**Aim:** Pull out every line below that contains the word "blue"; the match is case-sensitive.

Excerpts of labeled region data
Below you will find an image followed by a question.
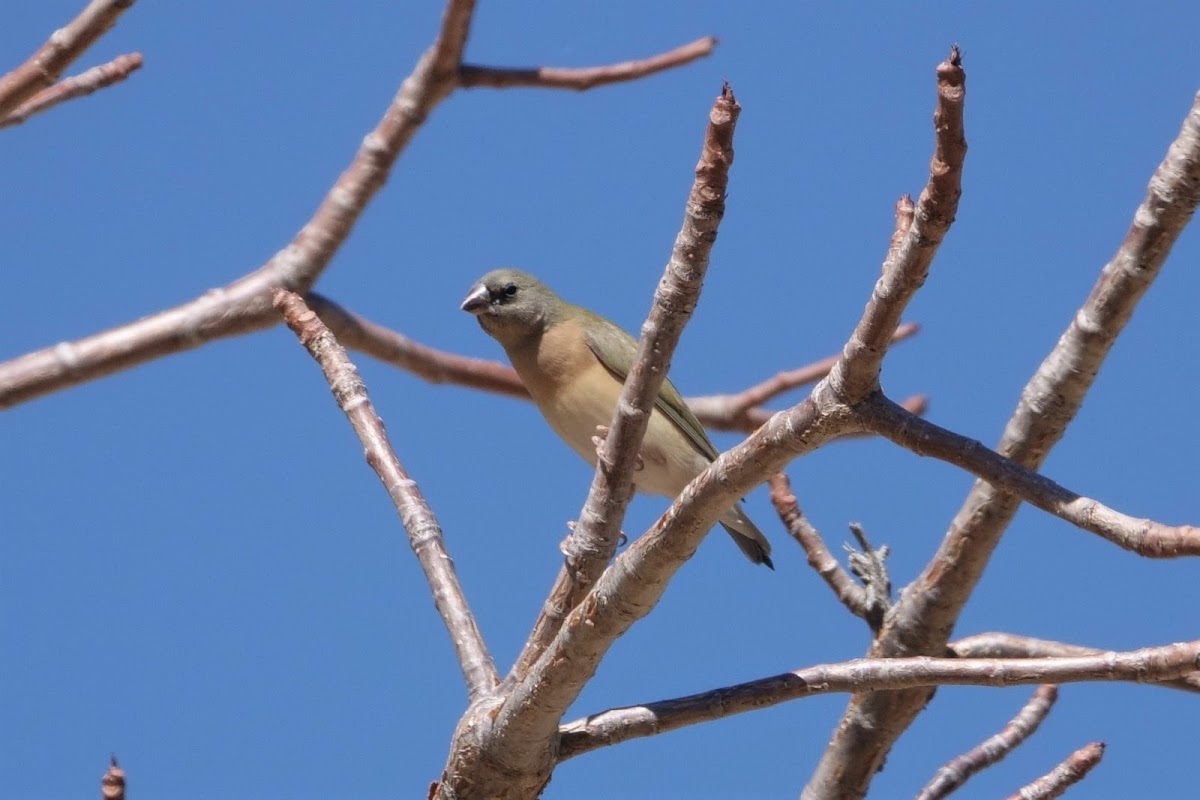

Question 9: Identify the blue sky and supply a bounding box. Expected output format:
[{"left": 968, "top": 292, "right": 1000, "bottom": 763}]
[{"left": 0, "top": 0, "right": 1200, "bottom": 799}]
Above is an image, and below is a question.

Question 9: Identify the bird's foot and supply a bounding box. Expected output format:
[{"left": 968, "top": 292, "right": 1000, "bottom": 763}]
[{"left": 592, "top": 425, "right": 646, "bottom": 473}]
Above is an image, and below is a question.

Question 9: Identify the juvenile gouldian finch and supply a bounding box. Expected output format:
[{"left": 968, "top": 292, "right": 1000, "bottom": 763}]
[{"left": 462, "top": 269, "right": 775, "bottom": 570}]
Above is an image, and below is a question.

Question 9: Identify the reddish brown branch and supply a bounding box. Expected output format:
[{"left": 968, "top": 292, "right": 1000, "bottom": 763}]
[
  {"left": 458, "top": 36, "right": 716, "bottom": 91},
  {"left": 949, "top": 632, "right": 1200, "bottom": 693},
  {"left": 0, "top": 21, "right": 715, "bottom": 410},
  {"left": 0, "top": 0, "right": 473, "bottom": 408},
  {"left": 0, "top": 53, "right": 142, "bottom": 128},
  {"left": 0, "top": 0, "right": 133, "bottom": 120},
  {"left": 803, "top": 47, "right": 966, "bottom": 800},
  {"left": 305, "top": 291, "right": 529, "bottom": 399},
  {"left": 859, "top": 395, "right": 1200, "bottom": 558},
  {"left": 917, "top": 684, "right": 1058, "bottom": 800},
  {"left": 510, "top": 84, "right": 742, "bottom": 690},
  {"left": 829, "top": 47, "right": 967, "bottom": 405},
  {"left": 559, "top": 642, "right": 1200, "bottom": 760},
  {"left": 769, "top": 473, "right": 869, "bottom": 619},
  {"left": 100, "top": 756, "right": 125, "bottom": 800},
  {"left": 1008, "top": 741, "right": 1104, "bottom": 800},
  {"left": 275, "top": 289, "right": 499, "bottom": 699},
  {"left": 305, "top": 291, "right": 929, "bottom": 435},
  {"left": 688, "top": 323, "right": 920, "bottom": 429}
]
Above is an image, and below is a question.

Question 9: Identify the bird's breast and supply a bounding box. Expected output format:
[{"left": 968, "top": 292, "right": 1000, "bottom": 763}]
[{"left": 509, "top": 323, "right": 708, "bottom": 498}]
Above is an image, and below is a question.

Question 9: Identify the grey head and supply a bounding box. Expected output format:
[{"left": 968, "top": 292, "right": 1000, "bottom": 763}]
[{"left": 462, "top": 267, "right": 569, "bottom": 347}]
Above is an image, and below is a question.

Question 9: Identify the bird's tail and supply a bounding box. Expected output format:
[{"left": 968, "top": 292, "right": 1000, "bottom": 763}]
[{"left": 721, "top": 504, "right": 775, "bottom": 570}]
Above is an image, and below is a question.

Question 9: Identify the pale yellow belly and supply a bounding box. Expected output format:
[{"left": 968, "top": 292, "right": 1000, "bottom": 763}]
[{"left": 534, "top": 365, "right": 708, "bottom": 498}]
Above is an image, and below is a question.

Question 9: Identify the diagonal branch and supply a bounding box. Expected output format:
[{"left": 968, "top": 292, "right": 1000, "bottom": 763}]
[
  {"left": 859, "top": 395, "right": 1200, "bottom": 558},
  {"left": 0, "top": 53, "right": 142, "bottom": 128},
  {"left": 917, "top": 684, "right": 1058, "bottom": 800},
  {"left": 0, "top": 0, "right": 472, "bottom": 408},
  {"left": 559, "top": 640, "right": 1200, "bottom": 760},
  {"left": 100, "top": 756, "right": 125, "bottom": 800},
  {"left": 829, "top": 46, "right": 967, "bottom": 405},
  {"left": 275, "top": 289, "right": 500, "bottom": 699},
  {"left": 0, "top": 0, "right": 133, "bottom": 120},
  {"left": 458, "top": 36, "right": 716, "bottom": 91},
  {"left": 688, "top": 323, "right": 920, "bottom": 427},
  {"left": 770, "top": 473, "right": 870, "bottom": 619},
  {"left": 804, "top": 86, "right": 1200, "bottom": 800},
  {"left": 305, "top": 291, "right": 929, "bottom": 433},
  {"left": 0, "top": 14, "right": 698, "bottom": 409},
  {"left": 305, "top": 291, "right": 529, "bottom": 399},
  {"left": 511, "top": 84, "right": 742, "bottom": 681},
  {"left": 437, "top": 84, "right": 740, "bottom": 799},
  {"left": 1009, "top": 741, "right": 1104, "bottom": 800},
  {"left": 948, "top": 632, "right": 1200, "bottom": 693}
]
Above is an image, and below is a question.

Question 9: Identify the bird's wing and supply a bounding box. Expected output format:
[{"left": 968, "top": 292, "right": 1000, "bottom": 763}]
[{"left": 581, "top": 309, "right": 718, "bottom": 461}]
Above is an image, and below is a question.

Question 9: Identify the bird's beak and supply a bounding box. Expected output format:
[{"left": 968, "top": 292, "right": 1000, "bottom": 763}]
[{"left": 461, "top": 283, "right": 492, "bottom": 317}]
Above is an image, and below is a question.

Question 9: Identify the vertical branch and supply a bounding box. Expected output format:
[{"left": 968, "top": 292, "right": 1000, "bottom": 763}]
[{"left": 510, "top": 84, "right": 742, "bottom": 679}]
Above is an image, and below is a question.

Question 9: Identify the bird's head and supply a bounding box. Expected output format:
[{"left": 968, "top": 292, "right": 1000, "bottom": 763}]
[{"left": 462, "top": 269, "right": 565, "bottom": 347}]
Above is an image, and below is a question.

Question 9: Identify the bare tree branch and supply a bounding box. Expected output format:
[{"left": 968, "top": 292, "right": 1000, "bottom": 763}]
[
  {"left": 803, "top": 71, "right": 1200, "bottom": 800},
  {"left": 0, "top": 53, "right": 142, "bottom": 128},
  {"left": 829, "top": 51, "right": 967, "bottom": 405},
  {"left": 769, "top": 473, "right": 869, "bottom": 619},
  {"left": 949, "top": 632, "right": 1200, "bottom": 693},
  {"left": 511, "top": 77, "right": 742, "bottom": 705},
  {"left": 688, "top": 323, "right": 920, "bottom": 427},
  {"left": 305, "top": 291, "right": 929, "bottom": 435},
  {"left": 458, "top": 36, "right": 716, "bottom": 91},
  {"left": 558, "top": 640, "right": 1200, "bottom": 760},
  {"left": 100, "top": 756, "right": 125, "bottom": 800},
  {"left": 0, "top": 0, "right": 133, "bottom": 120},
  {"left": 917, "top": 684, "right": 1058, "bottom": 800},
  {"left": 0, "top": 17, "right": 698, "bottom": 409},
  {"left": 305, "top": 291, "right": 529, "bottom": 399},
  {"left": 1009, "top": 741, "right": 1104, "bottom": 800},
  {"left": 275, "top": 289, "right": 500, "bottom": 699},
  {"left": 860, "top": 395, "right": 1200, "bottom": 558}
]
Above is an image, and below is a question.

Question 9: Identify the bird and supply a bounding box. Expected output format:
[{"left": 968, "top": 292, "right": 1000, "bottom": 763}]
[{"left": 461, "top": 269, "right": 775, "bottom": 570}]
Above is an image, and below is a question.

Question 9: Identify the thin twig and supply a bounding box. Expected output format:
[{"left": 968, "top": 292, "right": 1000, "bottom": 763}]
[
  {"left": 275, "top": 289, "right": 500, "bottom": 699},
  {"left": 829, "top": 47, "right": 967, "bottom": 405},
  {"left": 859, "top": 395, "right": 1200, "bottom": 558},
  {"left": 768, "top": 473, "right": 868, "bottom": 619},
  {"left": 305, "top": 291, "right": 529, "bottom": 399},
  {"left": 0, "top": 0, "right": 133, "bottom": 120},
  {"left": 917, "top": 684, "right": 1058, "bottom": 800},
  {"left": 0, "top": 53, "right": 142, "bottom": 128},
  {"left": 510, "top": 84, "right": 742, "bottom": 681},
  {"left": 805, "top": 81, "right": 1200, "bottom": 800},
  {"left": 0, "top": 17, "right": 715, "bottom": 409},
  {"left": 100, "top": 756, "right": 125, "bottom": 800},
  {"left": 1009, "top": 741, "right": 1104, "bottom": 800},
  {"left": 458, "top": 36, "right": 716, "bottom": 91},
  {"left": 559, "top": 640, "right": 1200, "bottom": 760},
  {"left": 305, "top": 291, "right": 929, "bottom": 437},
  {"left": 802, "top": 46, "right": 966, "bottom": 800},
  {"left": 948, "top": 632, "right": 1200, "bottom": 693},
  {"left": 688, "top": 323, "right": 920, "bottom": 427}
]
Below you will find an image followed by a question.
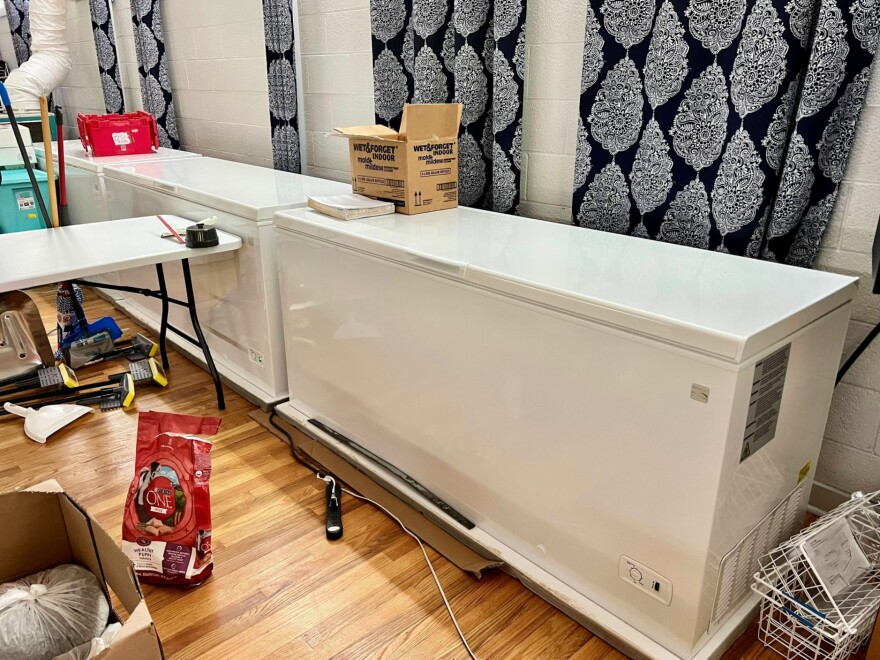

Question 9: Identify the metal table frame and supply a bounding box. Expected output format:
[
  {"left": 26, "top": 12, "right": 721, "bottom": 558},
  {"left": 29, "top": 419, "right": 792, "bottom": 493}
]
[{"left": 69, "top": 259, "right": 226, "bottom": 410}]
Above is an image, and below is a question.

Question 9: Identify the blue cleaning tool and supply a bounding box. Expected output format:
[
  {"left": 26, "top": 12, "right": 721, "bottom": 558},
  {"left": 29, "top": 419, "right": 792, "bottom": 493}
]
[{"left": 0, "top": 82, "right": 54, "bottom": 229}]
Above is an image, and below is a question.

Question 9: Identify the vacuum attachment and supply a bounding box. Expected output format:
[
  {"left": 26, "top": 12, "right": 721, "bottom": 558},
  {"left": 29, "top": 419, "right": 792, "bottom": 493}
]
[
  {"left": 85, "top": 333, "right": 159, "bottom": 367},
  {"left": 0, "top": 364, "right": 79, "bottom": 397},
  {"left": 325, "top": 477, "right": 342, "bottom": 541},
  {"left": 0, "top": 373, "right": 135, "bottom": 415},
  {"left": 3, "top": 403, "right": 92, "bottom": 444},
  {"left": 128, "top": 358, "right": 168, "bottom": 387},
  {"left": 0, "top": 291, "right": 55, "bottom": 385},
  {"left": 186, "top": 222, "right": 220, "bottom": 248}
]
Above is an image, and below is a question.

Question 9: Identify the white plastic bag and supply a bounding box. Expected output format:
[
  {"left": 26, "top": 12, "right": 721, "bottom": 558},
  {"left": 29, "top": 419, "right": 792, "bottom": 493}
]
[
  {"left": 53, "top": 623, "right": 122, "bottom": 660},
  {"left": 0, "top": 564, "right": 110, "bottom": 660}
]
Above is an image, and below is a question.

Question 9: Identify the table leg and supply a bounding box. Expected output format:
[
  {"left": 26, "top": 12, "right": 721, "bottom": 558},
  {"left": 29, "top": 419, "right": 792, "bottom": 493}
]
[
  {"left": 156, "top": 264, "right": 168, "bottom": 369},
  {"left": 180, "top": 259, "right": 226, "bottom": 410}
]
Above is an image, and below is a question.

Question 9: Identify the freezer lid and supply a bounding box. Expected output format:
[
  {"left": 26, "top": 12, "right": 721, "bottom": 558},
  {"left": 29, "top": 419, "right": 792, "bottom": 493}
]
[
  {"left": 275, "top": 208, "right": 857, "bottom": 363},
  {"left": 104, "top": 158, "right": 351, "bottom": 221},
  {"left": 34, "top": 140, "right": 201, "bottom": 174}
]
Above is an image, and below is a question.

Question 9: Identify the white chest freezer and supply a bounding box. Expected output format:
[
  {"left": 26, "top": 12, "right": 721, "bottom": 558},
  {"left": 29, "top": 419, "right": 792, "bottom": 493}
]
[
  {"left": 34, "top": 140, "right": 200, "bottom": 225},
  {"left": 104, "top": 158, "right": 351, "bottom": 407},
  {"left": 275, "top": 208, "right": 856, "bottom": 659}
]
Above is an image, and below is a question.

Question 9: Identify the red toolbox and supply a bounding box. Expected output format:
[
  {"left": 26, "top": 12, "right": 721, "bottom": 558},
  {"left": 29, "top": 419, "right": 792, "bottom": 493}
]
[{"left": 76, "top": 110, "right": 159, "bottom": 156}]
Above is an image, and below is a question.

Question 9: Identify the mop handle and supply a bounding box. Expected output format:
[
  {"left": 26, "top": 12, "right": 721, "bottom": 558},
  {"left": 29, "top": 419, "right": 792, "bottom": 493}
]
[
  {"left": 55, "top": 105, "right": 67, "bottom": 208},
  {"left": 40, "top": 96, "right": 58, "bottom": 229},
  {"left": 0, "top": 82, "right": 52, "bottom": 229}
]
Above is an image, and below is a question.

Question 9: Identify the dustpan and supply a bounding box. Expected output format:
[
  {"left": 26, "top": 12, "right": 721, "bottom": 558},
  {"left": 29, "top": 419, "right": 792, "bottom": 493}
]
[
  {"left": 0, "top": 291, "right": 55, "bottom": 384},
  {"left": 3, "top": 403, "right": 92, "bottom": 444}
]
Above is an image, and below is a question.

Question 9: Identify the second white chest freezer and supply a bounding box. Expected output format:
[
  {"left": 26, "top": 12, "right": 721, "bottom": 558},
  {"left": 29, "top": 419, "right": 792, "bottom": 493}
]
[
  {"left": 275, "top": 208, "right": 855, "bottom": 659},
  {"left": 34, "top": 140, "right": 201, "bottom": 301},
  {"left": 34, "top": 140, "right": 201, "bottom": 225},
  {"left": 104, "top": 158, "right": 351, "bottom": 407}
]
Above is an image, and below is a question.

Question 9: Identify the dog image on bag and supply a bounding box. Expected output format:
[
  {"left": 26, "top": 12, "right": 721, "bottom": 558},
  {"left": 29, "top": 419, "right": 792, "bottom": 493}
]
[{"left": 122, "top": 412, "right": 220, "bottom": 586}]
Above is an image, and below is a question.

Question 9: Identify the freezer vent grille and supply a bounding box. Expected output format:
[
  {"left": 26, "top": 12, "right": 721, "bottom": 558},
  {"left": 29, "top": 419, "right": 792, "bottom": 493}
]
[{"left": 712, "top": 486, "right": 803, "bottom": 627}]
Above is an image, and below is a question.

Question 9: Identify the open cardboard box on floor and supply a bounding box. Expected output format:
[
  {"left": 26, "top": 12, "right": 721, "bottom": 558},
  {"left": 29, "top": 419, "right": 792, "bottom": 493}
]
[
  {"left": 336, "top": 103, "right": 462, "bottom": 215},
  {"left": 0, "top": 481, "right": 165, "bottom": 660}
]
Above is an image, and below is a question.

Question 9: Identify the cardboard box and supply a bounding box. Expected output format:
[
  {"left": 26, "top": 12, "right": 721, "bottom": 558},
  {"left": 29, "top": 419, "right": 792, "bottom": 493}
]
[
  {"left": 0, "top": 481, "right": 165, "bottom": 660},
  {"left": 336, "top": 103, "right": 462, "bottom": 215}
]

**Reply:**
Question 9: Identify the blue sky and supply a bounding box. Expected output format:
Question 9: Identify the blue cleaning tool and supply a bounding box. Expected output format:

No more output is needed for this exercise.